What needs to be done> Determine how many lines of the records below contain the word "bumper". State only that number.

[Entries for pointing and labeling]
________
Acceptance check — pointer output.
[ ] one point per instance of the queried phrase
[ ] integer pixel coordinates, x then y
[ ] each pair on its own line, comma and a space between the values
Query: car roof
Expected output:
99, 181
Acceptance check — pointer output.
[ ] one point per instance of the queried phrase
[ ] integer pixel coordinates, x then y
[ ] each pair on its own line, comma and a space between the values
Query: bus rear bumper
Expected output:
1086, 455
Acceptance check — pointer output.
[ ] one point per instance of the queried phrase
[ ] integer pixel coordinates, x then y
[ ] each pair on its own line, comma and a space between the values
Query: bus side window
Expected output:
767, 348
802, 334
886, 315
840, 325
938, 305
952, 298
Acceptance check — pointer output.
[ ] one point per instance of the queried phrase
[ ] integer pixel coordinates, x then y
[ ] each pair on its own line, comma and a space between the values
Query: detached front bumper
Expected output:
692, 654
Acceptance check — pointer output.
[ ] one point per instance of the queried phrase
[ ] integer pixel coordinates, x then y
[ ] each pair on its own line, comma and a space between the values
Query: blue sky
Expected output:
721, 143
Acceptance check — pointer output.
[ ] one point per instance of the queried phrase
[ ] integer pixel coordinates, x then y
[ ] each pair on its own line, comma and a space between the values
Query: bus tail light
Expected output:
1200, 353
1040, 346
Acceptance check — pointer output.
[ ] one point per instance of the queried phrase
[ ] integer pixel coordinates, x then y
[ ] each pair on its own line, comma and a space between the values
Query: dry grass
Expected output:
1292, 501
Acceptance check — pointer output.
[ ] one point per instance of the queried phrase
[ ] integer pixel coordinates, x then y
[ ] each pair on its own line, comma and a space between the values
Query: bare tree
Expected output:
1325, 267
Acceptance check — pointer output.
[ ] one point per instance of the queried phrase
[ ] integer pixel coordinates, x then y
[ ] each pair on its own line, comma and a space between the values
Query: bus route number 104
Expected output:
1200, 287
________
Solution for this task> 2